Your goal -> Can you retype each of the lines below character for character, with no changes?

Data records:
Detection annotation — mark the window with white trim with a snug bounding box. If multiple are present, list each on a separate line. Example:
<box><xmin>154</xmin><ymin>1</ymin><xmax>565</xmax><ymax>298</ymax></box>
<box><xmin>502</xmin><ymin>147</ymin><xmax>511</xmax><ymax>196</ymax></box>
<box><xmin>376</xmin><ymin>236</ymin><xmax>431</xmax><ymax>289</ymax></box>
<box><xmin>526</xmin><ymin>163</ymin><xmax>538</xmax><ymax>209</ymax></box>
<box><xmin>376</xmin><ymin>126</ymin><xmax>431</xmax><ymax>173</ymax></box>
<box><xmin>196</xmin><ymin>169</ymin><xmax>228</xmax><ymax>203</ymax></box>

Exercise response ->
Detection annotation — mark the window with white trim with a snug bounding box. If multiple are present, list each on a separate line. Example:
<box><xmin>154</xmin><ymin>1</ymin><xmax>565</xmax><ymax>298</ymax></box>
<box><xmin>502</xmin><ymin>147</ymin><xmax>511</xmax><ymax>196</ymax></box>
<box><xmin>376</xmin><ymin>236</ymin><xmax>431</xmax><ymax>289</ymax></box>
<box><xmin>526</xmin><ymin>163</ymin><xmax>538</xmax><ymax>209</ymax></box>
<box><xmin>376</xmin><ymin>126</ymin><xmax>431</xmax><ymax>173</ymax></box>
<box><xmin>196</xmin><ymin>169</ymin><xmax>228</xmax><ymax>203</ymax></box>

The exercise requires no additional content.